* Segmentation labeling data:
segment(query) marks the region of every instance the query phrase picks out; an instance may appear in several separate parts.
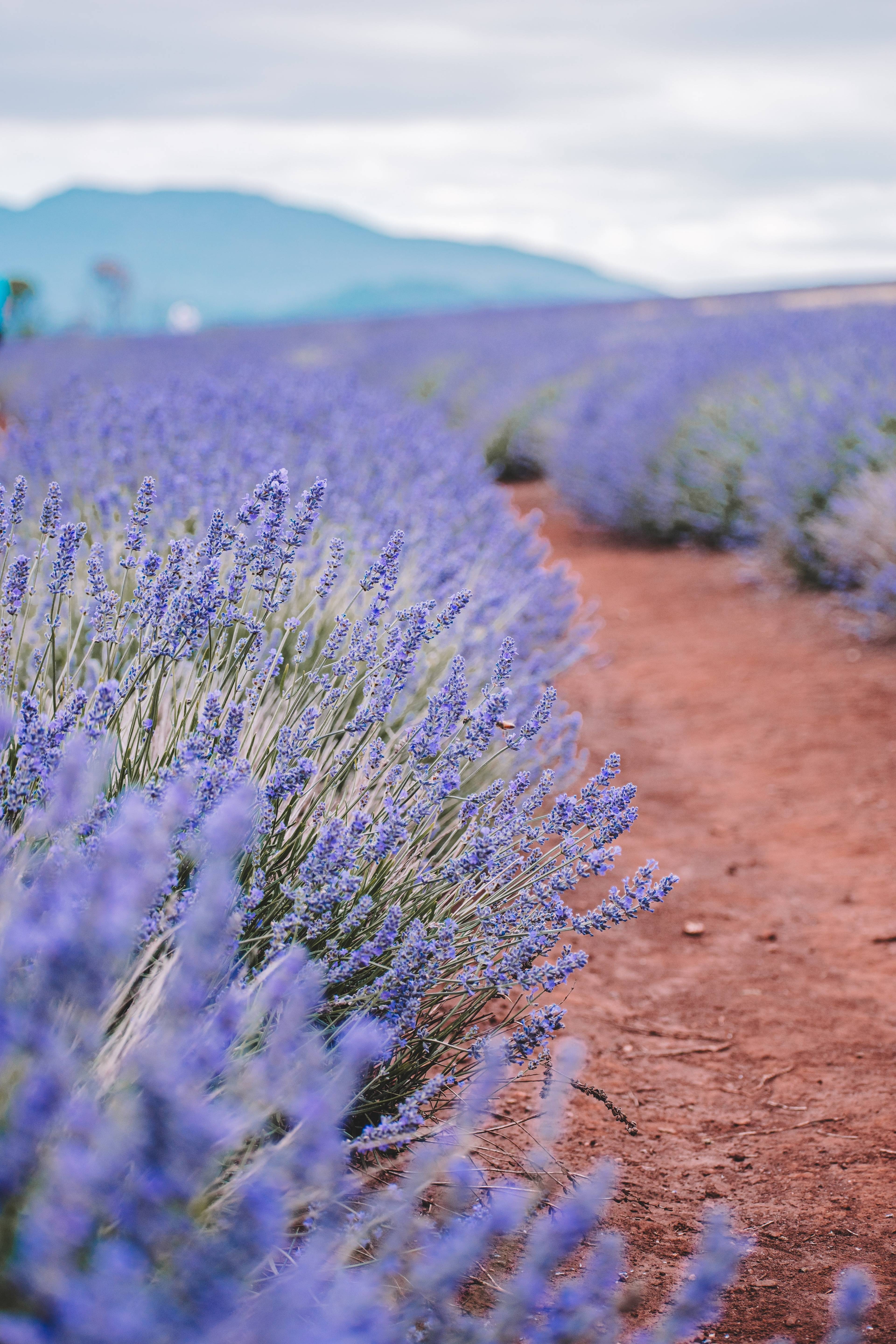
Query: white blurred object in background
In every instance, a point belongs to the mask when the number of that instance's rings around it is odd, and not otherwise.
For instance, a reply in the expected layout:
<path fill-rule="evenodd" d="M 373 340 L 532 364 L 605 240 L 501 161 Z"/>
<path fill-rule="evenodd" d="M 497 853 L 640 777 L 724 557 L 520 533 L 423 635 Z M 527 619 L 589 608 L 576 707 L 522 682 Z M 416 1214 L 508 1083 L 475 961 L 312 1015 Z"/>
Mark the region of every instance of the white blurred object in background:
<path fill-rule="evenodd" d="M 173 332 L 176 336 L 189 336 L 192 332 L 197 332 L 203 324 L 203 316 L 193 304 L 184 302 L 179 298 L 168 309 L 168 331 Z"/>

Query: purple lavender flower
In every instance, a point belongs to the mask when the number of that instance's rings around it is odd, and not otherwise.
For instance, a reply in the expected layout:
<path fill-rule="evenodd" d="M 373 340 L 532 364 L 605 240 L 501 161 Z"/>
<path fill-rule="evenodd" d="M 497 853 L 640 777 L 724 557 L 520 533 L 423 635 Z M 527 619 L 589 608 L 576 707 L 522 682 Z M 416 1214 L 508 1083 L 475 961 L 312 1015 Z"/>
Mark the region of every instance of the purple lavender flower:
<path fill-rule="evenodd" d="M 3 605 L 9 616 L 16 616 L 28 591 L 28 575 L 31 574 L 31 560 L 27 555 L 17 555 L 3 583 Z"/>
<path fill-rule="evenodd" d="M 326 560 L 326 569 L 321 574 L 320 582 L 314 591 L 320 598 L 325 598 L 333 583 L 336 582 L 336 575 L 339 574 L 339 567 L 343 563 L 343 556 L 345 555 L 345 542 L 341 538 L 334 536 L 329 543 L 329 558 Z"/>
<path fill-rule="evenodd" d="M 47 497 L 43 501 L 43 508 L 40 509 L 39 526 L 43 536 L 56 535 L 60 513 L 62 513 L 62 491 L 59 489 L 58 481 L 50 481 L 50 485 L 47 487 Z"/>

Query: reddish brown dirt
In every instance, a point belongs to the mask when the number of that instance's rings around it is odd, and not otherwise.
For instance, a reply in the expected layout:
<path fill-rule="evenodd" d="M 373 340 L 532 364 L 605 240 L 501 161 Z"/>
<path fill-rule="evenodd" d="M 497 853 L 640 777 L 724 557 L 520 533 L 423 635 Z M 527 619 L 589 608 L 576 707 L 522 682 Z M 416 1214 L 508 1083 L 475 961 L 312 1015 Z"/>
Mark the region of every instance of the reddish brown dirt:
<path fill-rule="evenodd" d="M 739 582 L 736 558 L 621 544 L 544 485 L 513 500 L 602 601 L 560 689 L 591 761 L 618 750 L 638 785 L 619 871 L 652 856 L 681 878 L 591 942 L 567 1001 L 586 1077 L 641 1133 L 575 1097 L 566 1156 L 622 1163 L 637 1318 L 721 1198 L 756 1251 L 709 1339 L 817 1341 L 836 1271 L 862 1263 L 868 1337 L 896 1340 L 896 650 L 815 595 Z"/>

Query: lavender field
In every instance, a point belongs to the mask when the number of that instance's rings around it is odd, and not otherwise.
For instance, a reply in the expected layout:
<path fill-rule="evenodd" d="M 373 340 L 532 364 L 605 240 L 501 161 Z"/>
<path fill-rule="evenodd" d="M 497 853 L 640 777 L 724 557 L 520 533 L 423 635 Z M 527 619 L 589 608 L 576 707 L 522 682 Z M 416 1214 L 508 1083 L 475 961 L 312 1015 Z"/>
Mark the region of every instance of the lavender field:
<path fill-rule="evenodd" d="M 60 337 L 0 396 L 0 1341 L 629 1337 L 614 1172 L 548 1156 L 571 1086 L 634 1129 L 563 1046 L 568 939 L 677 878 L 622 866 L 635 786 L 555 691 L 591 617 L 496 477 L 885 634 L 896 312 Z M 712 1212 L 637 1339 L 748 1251 Z"/>

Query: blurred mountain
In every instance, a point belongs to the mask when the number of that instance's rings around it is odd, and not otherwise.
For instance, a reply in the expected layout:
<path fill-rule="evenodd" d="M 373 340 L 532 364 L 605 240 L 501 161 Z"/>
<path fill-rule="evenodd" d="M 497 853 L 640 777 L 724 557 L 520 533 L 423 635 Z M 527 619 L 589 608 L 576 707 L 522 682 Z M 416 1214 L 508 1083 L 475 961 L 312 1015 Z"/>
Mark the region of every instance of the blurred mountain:
<path fill-rule="evenodd" d="M 395 238 L 235 191 L 73 188 L 27 210 L 0 207 L 3 274 L 35 286 L 47 329 L 152 331 L 169 312 L 175 325 L 189 325 L 191 312 L 208 325 L 653 293 L 553 257 Z"/>

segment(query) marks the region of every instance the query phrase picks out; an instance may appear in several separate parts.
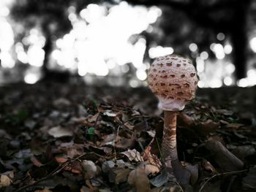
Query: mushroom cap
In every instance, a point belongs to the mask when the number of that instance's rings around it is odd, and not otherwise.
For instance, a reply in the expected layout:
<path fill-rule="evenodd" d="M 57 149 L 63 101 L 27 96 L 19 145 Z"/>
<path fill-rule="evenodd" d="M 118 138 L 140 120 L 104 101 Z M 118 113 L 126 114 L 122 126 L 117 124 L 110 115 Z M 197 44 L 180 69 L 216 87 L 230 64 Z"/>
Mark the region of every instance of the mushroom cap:
<path fill-rule="evenodd" d="M 157 58 L 148 74 L 149 88 L 163 110 L 182 110 L 195 97 L 197 77 L 190 59 L 169 55 Z"/>

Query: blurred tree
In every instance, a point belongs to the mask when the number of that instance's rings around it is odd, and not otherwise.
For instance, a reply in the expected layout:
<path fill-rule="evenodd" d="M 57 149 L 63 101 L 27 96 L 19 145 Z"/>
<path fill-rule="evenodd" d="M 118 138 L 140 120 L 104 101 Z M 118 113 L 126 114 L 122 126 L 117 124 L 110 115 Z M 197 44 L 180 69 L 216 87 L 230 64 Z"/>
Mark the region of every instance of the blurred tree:
<path fill-rule="evenodd" d="M 11 15 L 15 20 L 22 23 L 25 30 L 39 28 L 45 38 L 42 67 L 45 79 L 59 75 L 48 69 L 48 62 L 53 51 L 53 39 L 62 37 L 72 28 L 67 12 L 71 3 L 71 0 L 18 0 L 12 7 Z"/>
<path fill-rule="evenodd" d="M 189 39 L 190 42 L 195 42 L 199 45 L 200 49 L 208 50 L 210 44 L 214 41 L 212 34 L 216 37 L 219 32 L 225 34 L 233 45 L 232 56 L 236 78 L 245 77 L 248 42 L 247 13 L 251 0 L 126 1 L 134 5 L 156 5 L 162 8 L 163 18 L 159 26 L 163 28 L 164 34 L 160 42 L 165 45 L 184 45 L 184 42 Z M 187 22 L 184 17 L 187 18 Z M 166 36 L 173 37 L 165 38 Z M 184 39 L 184 36 L 187 39 Z M 166 40 L 167 42 L 164 42 Z"/>

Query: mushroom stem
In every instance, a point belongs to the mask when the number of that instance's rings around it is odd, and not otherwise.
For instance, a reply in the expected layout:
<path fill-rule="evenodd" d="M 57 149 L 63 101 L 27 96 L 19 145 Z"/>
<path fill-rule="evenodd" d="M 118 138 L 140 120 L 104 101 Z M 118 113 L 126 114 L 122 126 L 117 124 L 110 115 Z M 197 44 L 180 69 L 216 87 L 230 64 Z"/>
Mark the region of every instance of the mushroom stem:
<path fill-rule="evenodd" d="M 176 143 L 176 112 L 165 111 L 162 151 L 169 178 L 175 177 L 182 185 L 188 185 L 191 174 L 178 158 Z"/>
<path fill-rule="evenodd" d="M 171 161 L 178 159 L 176 145 L 176 112 L 173 111 L 165 111 L 162 151 L 165 164 L 171 166 Z"/>

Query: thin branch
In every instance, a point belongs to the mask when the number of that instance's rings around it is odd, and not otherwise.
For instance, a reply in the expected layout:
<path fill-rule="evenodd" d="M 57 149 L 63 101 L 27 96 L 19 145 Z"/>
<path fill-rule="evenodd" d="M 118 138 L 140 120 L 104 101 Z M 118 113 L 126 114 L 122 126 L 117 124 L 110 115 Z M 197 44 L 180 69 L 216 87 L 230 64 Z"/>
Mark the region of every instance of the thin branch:
<path fill-rule="evenodd" d="M 211 180 L 215 178 L 216 177 L 218 176 L 222 176 L 222 175 L 229 175 L 229 174 L 239 174 L 239 173 L 243 173 L 245 172 L 247 172 L 249 169 L 244 169 L 244 170 L 241 170 L 241 171 L 236 171 L 236 172 L 224 172 L 224 173 L 219 173 L 217 174 L 214 174 L 213 176 L 211 176 L 211 177 L 208 178 L 205 183 L 203 183 L 203 184 L 202 185 L 202 186 L 200 187 L 200 190 L 198 191 L 198 192 L 201 192 L 203 189 L 203 188 L 206 186 L 206 185 L 207 184 L 207 183 L 208 183 Z"/>

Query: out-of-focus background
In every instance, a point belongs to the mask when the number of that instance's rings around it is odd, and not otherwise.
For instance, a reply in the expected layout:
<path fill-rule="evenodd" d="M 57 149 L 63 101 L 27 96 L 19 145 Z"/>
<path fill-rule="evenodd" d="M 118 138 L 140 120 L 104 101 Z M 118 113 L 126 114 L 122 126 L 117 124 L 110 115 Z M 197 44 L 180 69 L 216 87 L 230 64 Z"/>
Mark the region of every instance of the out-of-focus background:
<path fill-rule="evenodd" d="M 173 53 L 193 58 L 200 88 L 252 86 L 255 30 L 251 0 L 1 0 L 0 83 L 135 88 Z"/>

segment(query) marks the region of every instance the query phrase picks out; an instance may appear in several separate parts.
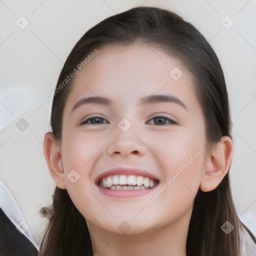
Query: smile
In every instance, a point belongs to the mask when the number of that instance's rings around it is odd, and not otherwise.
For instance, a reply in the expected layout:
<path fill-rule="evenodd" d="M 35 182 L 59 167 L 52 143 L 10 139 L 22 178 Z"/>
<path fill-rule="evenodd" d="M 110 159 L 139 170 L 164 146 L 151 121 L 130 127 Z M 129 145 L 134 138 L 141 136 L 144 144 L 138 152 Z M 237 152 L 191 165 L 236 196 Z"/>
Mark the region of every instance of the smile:
<path fill-rule="evenodd" d="M 110 190 L 148 190 L 154 187 L 158 182 L 142 176 L 116 174 L 100 180 L 100 186 Z"/>

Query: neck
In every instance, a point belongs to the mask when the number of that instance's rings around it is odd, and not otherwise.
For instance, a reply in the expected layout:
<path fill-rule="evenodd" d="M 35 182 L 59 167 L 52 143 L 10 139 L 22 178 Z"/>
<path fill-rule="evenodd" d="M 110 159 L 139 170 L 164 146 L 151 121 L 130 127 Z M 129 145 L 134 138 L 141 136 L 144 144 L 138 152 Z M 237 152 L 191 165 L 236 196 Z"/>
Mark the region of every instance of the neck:
<path fill-rule="evenodd" d="M 110 232 L 86 220 L 94 256 L 186 256 L 191 211 L 168 225 L 142 234 Z M 130 230 L 131 231 L 132 230 Z"/>

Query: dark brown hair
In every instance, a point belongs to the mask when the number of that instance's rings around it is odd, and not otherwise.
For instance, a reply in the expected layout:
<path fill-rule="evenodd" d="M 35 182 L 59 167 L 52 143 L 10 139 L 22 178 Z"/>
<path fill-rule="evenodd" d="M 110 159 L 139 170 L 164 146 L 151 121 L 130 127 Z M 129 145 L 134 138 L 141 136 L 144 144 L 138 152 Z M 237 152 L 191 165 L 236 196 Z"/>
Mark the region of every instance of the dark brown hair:
<path fill-rule="evenodd" d="M 193 74 L 192 90 L 204 111 L 208 146 L 218 142 L 222 136 L 231 138 L 228 93 L 222 70 L 214 52 L 192 25 L 166 10 L 133 8 L 109 17 L 89 30 L 68 56 L 57 86 L 96 48 L 100 51 L 100 47 L 106 45 L 128 46 L 138 42 L 158 48 L 178 57 Z M 51 124 L 54 135 L 60 140 L 64 108 L 72 81 L 61 90 L 56 90 L 53 100 Z M 86 220 L 66 190 L 56 187 L 53 208 L 54 214 L 42 238 L 40 256 L 92 256 Z M 228 235 L 220 229 L 227 220 L 234 226 Z M 255 238 L 238 216 L 228 172 L 214 190 L 208 192 L 200 188 L 198 190 L 188 234 L 187 256 L 240 256 L 242 227 L 256 242 Z"/>

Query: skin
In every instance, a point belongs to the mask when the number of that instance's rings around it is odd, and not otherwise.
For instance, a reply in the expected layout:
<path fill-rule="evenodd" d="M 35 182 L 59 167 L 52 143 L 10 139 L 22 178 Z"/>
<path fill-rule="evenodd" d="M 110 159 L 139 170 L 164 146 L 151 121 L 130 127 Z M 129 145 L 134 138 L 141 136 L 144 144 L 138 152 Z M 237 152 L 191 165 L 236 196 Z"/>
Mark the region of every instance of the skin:
<path fill-rule="evenodd" d="M 178 80 L 169 75 L 174 67 L 183 72 Z M 46 134 L 44 154 L 56 185 L 68 190 L 86 220 L 94 254 L 160 256 L 168 252 L 171 256 L 186 255 L 196 192 L 200 187 L 210 191 L 218 185 L 228 172 L 234 150 L 228 136 L 209 150 L 205 148 L 204 120 L 191 88 L 192 78 L 179 60 L 139 44 L 100 48 L 76 75 L 64 109 L 62 140 Z M 156 94 L 174 96 L 187 109 L 170 102 L 138 106 L 141 98 Z M 110 98 L 114 103 L 108 107 L 91 104 L 72 111 L 80 100 L 96 96 Z M 92 116 L 104 118 L 104 124 L 81 125 Z M 168 120 L 158 124 L 153 118 L 160 116 L 177 124 L 170 125 Z M 124 118 L 132 124 L 125 132 L 118 126 Z M 200 156 L 150 202 L 149 197 L 197 152 Z M 96 178 L 118 166 L 147 170 L 158 178 L 157 189 L 135 198 L 102 194 Z M 80 175 L 74 183 L 67 177 L 74 169 Z M 118 228 L 124 221 L 130 227 L 126 234 Z"/>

* Your instructions:
Rewrite the data as a numbered list, beginning at the line with "Query: purple lavender flower" and continuing through the line with "47 497 L 43". Leave out blank lines.

* Solution for this exercise:
1. Query: purple lavender flower
2. In every instance, a point belongs to the mask when the number of that instance's rings around it is odd, and not otherwise.
3. For instance, a reply in the expected layout:
4. <path fill-rule="evenodd" d="M 373 340 L 532 364 L 605 240 L 501 161 Z"/>
5. <path fill-rule="evenodd" d="M 497 853 L 640 777 L 724 557 L 520 533 L 423 635 Z M 527 619 L 589 608 L 576 707 L 522 682 Z M 416 1214 L 508 1083 L 475 961 L 312 1015 Z"/>
6. Mark the region of every instance of the purple lavender flower:
7. <path fill-rule="evenodd" d="M 3 605 L 9 616 L 16 616 L 28 591 L 28 575 L 31 574 L 31 560 L 27 555 L 17 555 L 3 583 Z"/>
8. <path fill-rule="evenodd" d="M 326 560 L 326 569 L 321 574 L 320 582 L 314 591 L 320 598 L 325 598 L 333 583 L 336 582 L 336 575 L 339 574 L 339 567 L 343 563 L 343 556 L 345 555 L 345 542 L 341 538 L 334 536 L 329 543 L 329 558 Z"/>
9. <path fill-rule="evenodd" d="M 47 497 L 43 501 L 43 508 L 40 509 L 39 526 L 43 536 L 56 535 L 60 513 L 62 513 L 62 491 L 59 489 L 58 481 L 50 481 L 50 485 L 47 487 Z"/>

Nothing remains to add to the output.